Written problem 1: Find every line in the records that contains the string "white", and copy each of those lines.
--
In our case we need to break the text into a list of words in order to find the hapaxes. But since we are not interested in punctuation or capitalization, we can make tokenization very simple by first normalizing the text to lower case and stripping out every punctuation symbol:
def normalize_tokenize(string):
"""
Takes a string, normalizes it (makes it lowercase and
removes punctuation), and then splits it into a list of
words.
Note that everything in this function is plain Python
without using NLTK (although as noted below, NLTK provides
some more sophisticated tokenizers we could have used).
"""
# make lowercase
norm = string.lower()
# remove punctuation
norm = re.sub(r'(?u)[^\w\s]', '', norm) (1)
# split into words
tokens = norm.split()
return tokens
1 | Remove punctuation by replacing everything that is not a word (\w ) or whitespace (\s ) with an empty string. The (?u ) flag at the beginning of the regex enables unicode matching for the \w and \s character classes in Python 2 (unicode is the default with Python 3). |
Our tokenizer produces output like this:
>>> normalize_tokenize("This is a test sentence of white-space separated words.")
['this', 'is', 'a', 'test', 'sentence', 'of', 'whitespace', 'separated', 'words']
Instead of simply removing punctuation and then splitting words on whitespace, we could have used one of the tokenizers provided by NLTK. Specifically the word_tokenize()
method, which first splits the text into sentences using a pre-trained English sentences tokenizer (sent_tokenize
), and then finds words using regular expressions in the style of the Penn Treebank tokens.
# We could have done it this way (requires the
# 'punkt' data package):
from nltk.tokenize import word_tokenize
tokens = word_tokenize(norm)
--
Written problem 2: Extract verbatim the stretch of the tokenization passage from "Note that everything" through "could have used).".
--
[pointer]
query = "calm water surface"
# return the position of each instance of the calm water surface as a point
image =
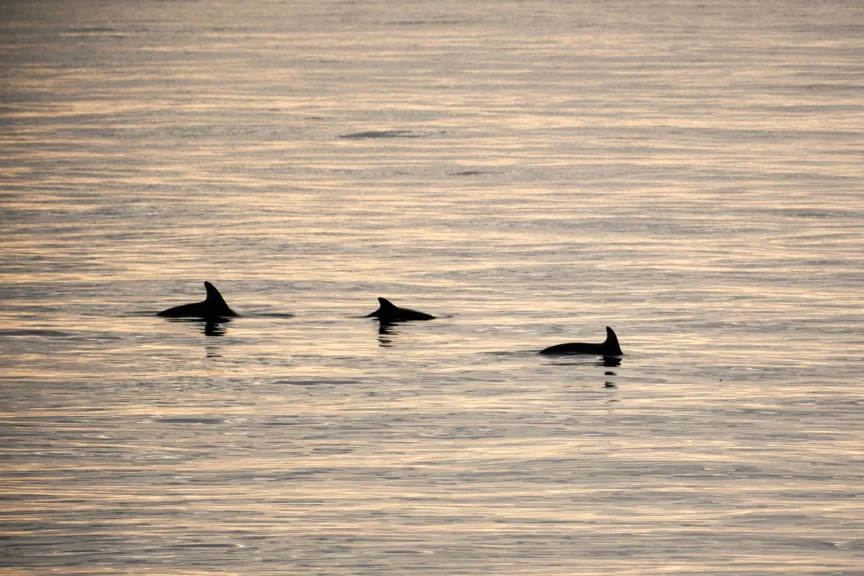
(689, 173)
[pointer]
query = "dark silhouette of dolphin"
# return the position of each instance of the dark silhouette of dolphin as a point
(213, 307)
(608, 348)
(389, 312)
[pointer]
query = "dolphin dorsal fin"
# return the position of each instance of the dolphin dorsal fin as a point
(611, 342)
(214, 298)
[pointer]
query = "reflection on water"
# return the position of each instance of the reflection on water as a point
(386, 330)
(209, 327)
(687, 172)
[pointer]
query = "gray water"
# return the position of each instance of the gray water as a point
(689, 173)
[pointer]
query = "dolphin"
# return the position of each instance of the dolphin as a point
(389, 312)
(214, 306)
(608, 348)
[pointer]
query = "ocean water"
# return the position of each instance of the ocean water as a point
(687, 172)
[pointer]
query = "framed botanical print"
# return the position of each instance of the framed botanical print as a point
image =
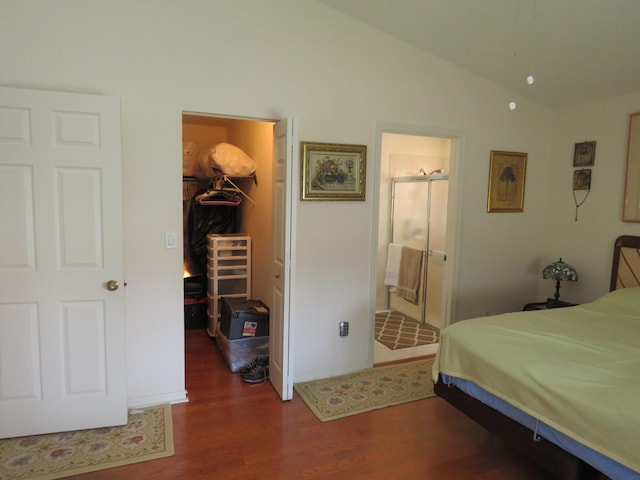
(507, 173)
(584, 154)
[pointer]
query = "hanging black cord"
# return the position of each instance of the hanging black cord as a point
(579, 204)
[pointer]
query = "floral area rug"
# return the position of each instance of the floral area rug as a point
(395, 330)
(148, 435)
(354, 393)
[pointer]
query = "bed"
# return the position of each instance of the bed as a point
(561, 385)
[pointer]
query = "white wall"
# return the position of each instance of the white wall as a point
(588, 243)
(338, 79)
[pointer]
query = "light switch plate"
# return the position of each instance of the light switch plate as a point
(170, 240)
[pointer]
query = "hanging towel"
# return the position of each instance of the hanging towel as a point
(409, 274)
(394, 252)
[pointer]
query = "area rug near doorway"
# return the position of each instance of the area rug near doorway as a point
(148, 435)
(395, 330)
(371, 389)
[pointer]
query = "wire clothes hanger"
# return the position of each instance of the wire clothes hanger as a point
(218, 194)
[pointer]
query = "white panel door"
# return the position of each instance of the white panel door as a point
(279, 364)
(62, 331)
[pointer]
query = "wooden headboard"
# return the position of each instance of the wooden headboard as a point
(625, 269)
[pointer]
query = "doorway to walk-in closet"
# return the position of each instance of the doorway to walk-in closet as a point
(237, 205)
(412, 286)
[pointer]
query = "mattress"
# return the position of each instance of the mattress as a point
(573, 370)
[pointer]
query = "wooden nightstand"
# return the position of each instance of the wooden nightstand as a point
(550, 303)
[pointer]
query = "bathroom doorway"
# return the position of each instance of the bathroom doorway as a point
(414, 209)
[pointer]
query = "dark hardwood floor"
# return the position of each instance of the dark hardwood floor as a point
(233, 430)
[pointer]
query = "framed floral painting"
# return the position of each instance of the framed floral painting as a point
(333, 171)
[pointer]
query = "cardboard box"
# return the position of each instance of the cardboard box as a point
(242, 318)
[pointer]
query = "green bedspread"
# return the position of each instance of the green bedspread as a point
(576, 369)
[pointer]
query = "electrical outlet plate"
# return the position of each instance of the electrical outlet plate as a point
(344, 329)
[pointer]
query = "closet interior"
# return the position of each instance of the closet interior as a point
(227, 215)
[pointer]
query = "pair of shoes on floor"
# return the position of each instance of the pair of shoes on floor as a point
(257, 371)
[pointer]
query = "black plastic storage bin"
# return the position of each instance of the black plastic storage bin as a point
(242, 318)
(195, 302)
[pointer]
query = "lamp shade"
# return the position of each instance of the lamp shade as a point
(560, 271)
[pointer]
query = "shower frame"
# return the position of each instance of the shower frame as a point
(421, 178)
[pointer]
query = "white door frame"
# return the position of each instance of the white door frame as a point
(457, 138)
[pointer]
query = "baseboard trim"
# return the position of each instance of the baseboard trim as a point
(149, 400)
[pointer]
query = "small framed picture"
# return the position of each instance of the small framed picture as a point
(582, 179)
(584, 154)
(333, 171)
(507, 173)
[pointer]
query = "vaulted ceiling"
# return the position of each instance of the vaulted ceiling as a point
(577, 50)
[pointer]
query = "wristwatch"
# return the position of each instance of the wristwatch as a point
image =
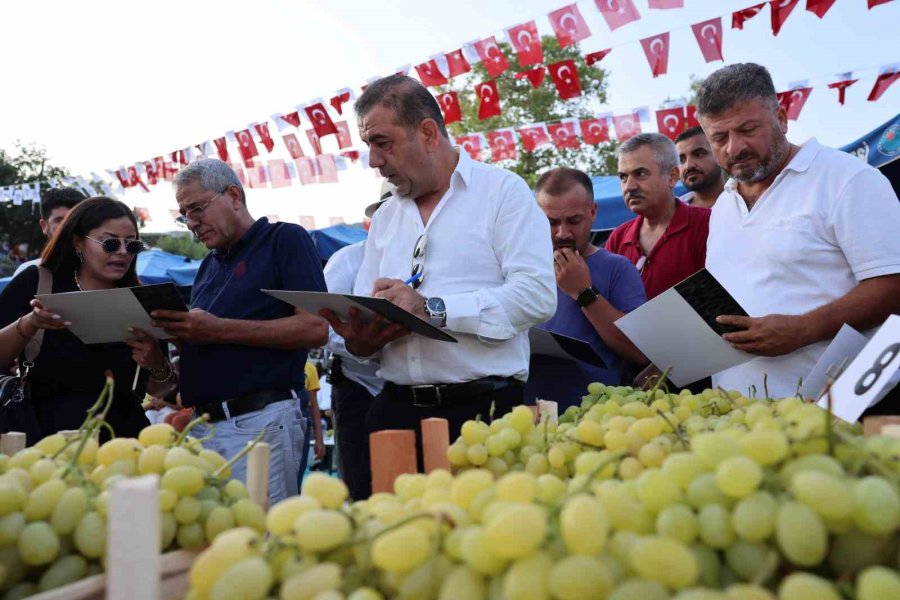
--
Correct response 1:
query = "white wall"
# return the position of each instance of the white wall as a point
query = "white panel door"
# return the position of each instance of the white panel door as a point
query = "white door frame"
# return the position of each instance of the white door frame as a point

Correct response 2:
Note that everything in this function is plain Python
without using NLTK (although as noted below, NLTK provides
some more sophisticated tokenizers we could have used).